◆ **EXERCISE DIRECTIONS**:
Identify every line in the rows below that contains the word "painted", and copy each such line in full.

====

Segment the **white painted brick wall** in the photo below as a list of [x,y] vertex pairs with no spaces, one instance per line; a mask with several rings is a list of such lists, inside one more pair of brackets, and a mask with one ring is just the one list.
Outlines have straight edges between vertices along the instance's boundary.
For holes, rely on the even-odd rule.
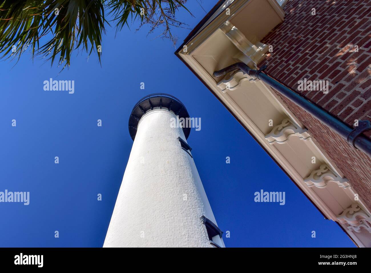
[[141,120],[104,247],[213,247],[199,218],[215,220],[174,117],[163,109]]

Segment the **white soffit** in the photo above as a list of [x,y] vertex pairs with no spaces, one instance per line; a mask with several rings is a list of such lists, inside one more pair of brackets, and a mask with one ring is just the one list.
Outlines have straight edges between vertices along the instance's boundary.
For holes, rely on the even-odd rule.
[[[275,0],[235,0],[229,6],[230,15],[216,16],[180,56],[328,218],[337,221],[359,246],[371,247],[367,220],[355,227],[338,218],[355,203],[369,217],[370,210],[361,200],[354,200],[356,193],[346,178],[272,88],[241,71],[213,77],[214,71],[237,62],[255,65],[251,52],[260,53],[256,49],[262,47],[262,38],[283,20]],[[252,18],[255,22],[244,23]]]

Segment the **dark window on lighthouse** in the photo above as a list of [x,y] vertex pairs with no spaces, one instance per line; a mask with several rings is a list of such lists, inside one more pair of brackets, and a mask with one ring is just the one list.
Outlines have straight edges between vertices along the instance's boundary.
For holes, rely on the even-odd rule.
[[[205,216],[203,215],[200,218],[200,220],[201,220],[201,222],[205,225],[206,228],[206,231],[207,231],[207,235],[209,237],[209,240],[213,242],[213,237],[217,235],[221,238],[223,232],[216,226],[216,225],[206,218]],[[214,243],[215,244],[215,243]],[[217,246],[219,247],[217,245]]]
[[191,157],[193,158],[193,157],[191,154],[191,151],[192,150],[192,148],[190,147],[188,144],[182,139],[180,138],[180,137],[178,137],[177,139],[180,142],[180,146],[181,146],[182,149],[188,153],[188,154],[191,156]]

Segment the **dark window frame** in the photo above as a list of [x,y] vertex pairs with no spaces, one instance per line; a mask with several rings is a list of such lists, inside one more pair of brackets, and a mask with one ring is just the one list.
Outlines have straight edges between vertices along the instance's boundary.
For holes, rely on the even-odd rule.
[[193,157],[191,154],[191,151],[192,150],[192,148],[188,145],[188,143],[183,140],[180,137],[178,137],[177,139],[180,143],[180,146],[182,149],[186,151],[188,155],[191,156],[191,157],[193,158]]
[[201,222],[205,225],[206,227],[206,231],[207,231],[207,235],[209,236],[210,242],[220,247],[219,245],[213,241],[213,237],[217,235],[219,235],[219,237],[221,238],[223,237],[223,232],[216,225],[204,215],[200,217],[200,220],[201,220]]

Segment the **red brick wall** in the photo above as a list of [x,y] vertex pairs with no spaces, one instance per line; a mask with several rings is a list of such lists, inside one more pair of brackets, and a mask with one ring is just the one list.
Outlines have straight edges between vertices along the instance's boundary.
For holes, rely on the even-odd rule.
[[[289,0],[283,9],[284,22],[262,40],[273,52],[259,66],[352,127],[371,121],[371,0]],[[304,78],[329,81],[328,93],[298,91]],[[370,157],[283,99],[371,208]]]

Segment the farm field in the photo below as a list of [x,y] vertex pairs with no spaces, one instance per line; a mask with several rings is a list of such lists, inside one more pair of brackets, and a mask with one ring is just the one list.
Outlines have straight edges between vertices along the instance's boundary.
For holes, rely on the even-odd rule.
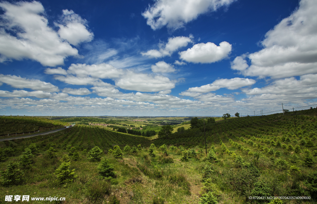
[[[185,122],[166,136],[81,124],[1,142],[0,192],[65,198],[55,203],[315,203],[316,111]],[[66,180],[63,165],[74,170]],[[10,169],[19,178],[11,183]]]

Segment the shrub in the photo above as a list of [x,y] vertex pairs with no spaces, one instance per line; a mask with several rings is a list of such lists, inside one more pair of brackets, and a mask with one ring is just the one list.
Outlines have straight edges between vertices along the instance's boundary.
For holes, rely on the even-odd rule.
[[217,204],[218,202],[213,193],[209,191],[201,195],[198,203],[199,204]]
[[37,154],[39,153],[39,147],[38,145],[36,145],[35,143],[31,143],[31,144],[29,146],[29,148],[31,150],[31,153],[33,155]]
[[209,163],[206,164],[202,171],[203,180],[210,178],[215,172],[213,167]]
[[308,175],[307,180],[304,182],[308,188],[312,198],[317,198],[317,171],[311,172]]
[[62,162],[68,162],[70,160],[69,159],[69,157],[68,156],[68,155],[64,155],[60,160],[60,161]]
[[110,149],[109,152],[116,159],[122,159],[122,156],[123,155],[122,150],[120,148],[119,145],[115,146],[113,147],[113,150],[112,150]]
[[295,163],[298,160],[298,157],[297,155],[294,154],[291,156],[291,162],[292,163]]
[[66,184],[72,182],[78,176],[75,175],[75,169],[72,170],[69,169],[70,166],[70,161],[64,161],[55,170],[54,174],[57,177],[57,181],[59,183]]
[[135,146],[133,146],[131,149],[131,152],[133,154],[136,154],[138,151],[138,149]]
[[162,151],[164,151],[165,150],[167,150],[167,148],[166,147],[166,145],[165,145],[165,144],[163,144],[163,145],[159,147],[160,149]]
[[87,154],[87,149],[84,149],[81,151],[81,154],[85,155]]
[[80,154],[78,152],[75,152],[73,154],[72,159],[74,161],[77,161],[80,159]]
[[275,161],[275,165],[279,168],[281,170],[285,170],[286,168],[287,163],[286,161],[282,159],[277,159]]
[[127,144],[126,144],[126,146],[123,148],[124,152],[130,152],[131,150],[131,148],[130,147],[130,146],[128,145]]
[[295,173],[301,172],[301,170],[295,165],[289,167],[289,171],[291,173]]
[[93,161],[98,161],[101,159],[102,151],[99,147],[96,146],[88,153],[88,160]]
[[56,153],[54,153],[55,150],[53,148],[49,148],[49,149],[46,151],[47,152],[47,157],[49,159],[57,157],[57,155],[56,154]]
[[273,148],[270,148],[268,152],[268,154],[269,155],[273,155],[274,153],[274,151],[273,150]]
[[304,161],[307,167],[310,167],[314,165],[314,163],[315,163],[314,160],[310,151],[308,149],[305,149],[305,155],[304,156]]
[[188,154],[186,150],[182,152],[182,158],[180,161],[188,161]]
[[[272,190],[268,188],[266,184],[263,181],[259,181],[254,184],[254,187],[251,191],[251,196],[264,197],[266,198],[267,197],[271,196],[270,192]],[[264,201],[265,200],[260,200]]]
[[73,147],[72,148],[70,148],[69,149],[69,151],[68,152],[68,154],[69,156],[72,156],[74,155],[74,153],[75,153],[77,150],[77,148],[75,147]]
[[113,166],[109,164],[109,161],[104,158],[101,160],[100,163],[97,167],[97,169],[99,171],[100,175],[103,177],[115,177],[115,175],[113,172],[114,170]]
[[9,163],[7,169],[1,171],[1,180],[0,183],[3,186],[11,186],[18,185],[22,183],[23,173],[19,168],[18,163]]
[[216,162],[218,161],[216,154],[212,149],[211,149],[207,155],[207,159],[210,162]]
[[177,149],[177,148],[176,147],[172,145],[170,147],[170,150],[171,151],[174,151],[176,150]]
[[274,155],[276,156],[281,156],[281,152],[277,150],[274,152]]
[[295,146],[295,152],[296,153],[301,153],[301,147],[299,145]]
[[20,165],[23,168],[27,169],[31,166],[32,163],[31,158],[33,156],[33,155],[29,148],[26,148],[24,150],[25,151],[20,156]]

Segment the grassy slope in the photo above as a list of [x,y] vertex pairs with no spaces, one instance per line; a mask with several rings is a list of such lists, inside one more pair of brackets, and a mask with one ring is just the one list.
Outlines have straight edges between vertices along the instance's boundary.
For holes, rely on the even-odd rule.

====

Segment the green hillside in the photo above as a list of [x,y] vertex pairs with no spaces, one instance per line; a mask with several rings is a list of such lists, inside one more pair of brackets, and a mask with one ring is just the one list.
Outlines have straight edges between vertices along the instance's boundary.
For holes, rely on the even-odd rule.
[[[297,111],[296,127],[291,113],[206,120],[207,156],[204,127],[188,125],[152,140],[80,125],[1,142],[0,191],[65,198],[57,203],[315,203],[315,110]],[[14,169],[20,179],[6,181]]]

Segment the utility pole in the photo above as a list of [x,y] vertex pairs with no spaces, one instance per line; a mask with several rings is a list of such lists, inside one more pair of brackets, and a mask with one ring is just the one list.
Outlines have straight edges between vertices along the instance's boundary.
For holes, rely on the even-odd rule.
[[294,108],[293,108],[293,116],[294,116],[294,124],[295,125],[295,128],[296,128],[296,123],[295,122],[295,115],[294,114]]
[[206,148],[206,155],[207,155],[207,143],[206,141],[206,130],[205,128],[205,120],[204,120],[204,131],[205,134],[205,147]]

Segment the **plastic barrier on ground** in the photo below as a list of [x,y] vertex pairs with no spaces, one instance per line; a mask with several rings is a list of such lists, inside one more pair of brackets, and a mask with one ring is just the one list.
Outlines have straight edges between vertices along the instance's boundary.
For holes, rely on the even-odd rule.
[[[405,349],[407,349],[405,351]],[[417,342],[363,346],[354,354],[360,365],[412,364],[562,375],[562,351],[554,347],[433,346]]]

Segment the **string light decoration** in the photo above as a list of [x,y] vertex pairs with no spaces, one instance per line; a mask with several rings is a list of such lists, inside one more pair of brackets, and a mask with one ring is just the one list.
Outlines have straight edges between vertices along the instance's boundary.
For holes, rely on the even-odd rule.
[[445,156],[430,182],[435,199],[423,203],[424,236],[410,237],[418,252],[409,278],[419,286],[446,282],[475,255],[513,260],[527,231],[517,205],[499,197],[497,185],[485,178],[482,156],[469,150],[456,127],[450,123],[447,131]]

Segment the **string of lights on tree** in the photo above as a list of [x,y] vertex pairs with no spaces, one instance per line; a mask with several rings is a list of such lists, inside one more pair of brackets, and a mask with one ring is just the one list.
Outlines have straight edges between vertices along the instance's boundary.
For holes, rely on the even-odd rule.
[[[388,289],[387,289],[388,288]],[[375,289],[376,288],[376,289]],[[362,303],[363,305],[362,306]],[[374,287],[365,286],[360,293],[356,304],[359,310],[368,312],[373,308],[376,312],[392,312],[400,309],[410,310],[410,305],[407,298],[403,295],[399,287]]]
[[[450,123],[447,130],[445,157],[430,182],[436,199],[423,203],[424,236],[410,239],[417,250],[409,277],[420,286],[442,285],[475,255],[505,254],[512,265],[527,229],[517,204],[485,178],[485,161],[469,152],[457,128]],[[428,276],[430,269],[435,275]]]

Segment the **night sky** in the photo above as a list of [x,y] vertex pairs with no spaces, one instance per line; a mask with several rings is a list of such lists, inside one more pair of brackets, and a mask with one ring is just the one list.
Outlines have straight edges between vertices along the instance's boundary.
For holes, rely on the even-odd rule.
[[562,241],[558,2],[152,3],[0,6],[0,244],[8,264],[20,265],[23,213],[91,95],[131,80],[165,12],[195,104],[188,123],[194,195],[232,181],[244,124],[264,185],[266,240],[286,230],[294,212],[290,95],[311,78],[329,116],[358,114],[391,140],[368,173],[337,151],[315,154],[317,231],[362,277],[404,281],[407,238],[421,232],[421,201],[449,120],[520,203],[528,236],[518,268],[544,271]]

====

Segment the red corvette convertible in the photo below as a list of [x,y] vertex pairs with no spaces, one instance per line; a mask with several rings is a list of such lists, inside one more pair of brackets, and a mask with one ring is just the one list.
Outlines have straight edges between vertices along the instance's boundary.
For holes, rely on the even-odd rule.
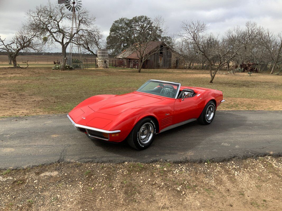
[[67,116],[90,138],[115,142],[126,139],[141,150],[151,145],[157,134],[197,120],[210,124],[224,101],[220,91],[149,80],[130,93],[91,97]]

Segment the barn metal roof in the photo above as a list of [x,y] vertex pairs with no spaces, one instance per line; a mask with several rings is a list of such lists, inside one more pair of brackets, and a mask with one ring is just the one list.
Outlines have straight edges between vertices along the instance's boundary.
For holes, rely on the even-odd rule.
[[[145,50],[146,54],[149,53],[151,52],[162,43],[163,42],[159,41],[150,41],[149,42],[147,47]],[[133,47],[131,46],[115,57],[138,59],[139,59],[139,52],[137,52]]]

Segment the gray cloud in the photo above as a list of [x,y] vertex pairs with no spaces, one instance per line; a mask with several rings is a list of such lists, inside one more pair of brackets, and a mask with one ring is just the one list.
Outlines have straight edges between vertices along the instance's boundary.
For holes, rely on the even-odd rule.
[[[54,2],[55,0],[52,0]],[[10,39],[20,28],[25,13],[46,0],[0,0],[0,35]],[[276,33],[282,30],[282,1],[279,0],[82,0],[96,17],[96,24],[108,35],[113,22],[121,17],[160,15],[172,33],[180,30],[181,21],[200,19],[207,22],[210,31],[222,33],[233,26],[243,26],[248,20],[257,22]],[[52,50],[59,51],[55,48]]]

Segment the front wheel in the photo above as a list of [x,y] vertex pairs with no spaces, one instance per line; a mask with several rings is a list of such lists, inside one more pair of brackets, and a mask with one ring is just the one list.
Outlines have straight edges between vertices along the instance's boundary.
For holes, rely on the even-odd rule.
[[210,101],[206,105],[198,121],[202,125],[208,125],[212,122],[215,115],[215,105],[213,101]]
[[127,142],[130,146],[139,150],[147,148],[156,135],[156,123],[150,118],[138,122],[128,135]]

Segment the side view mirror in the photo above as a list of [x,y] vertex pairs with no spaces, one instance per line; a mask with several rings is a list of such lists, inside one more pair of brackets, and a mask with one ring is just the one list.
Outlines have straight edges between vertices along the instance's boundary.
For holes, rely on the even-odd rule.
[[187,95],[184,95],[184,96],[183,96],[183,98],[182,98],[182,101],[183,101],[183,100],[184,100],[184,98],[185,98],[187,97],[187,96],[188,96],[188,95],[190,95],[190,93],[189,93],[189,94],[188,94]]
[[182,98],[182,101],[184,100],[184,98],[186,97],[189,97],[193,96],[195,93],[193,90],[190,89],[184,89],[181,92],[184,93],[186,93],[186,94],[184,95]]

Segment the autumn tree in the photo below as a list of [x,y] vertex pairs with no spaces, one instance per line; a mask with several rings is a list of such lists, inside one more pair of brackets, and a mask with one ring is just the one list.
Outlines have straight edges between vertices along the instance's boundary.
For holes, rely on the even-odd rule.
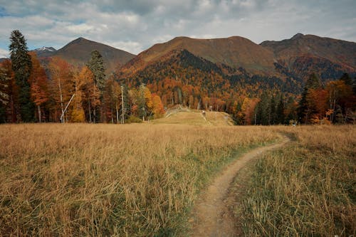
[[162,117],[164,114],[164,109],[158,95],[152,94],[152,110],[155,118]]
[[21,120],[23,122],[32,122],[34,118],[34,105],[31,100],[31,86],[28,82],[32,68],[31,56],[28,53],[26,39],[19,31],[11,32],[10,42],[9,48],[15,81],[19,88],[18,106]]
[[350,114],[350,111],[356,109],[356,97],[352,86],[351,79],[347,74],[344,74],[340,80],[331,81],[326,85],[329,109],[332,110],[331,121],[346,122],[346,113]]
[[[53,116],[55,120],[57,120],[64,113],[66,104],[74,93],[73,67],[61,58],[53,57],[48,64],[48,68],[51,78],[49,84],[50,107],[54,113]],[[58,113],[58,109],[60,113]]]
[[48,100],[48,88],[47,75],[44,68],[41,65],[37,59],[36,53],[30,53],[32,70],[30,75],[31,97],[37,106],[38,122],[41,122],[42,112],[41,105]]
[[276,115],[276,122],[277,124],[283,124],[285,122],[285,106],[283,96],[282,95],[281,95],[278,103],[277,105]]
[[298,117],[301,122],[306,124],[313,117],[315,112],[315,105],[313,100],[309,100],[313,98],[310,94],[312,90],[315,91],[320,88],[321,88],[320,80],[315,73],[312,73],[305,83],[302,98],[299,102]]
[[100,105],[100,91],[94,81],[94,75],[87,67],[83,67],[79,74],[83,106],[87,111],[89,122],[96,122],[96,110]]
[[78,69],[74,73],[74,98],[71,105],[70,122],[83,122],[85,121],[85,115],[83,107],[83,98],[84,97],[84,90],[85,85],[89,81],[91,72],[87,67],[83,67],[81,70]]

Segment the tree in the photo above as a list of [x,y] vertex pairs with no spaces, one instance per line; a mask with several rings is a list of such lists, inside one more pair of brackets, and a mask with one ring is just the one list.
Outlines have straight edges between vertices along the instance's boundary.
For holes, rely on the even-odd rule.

====

◆ **RESULT**:
Segment the **white painted brick wall** in the photo below as a list of [x,y] vertex pairs with no spaces, one instance per line; a mask with several rings is a list of such lists, inside one more pair of brackets, and a mask with one ring is just the one list.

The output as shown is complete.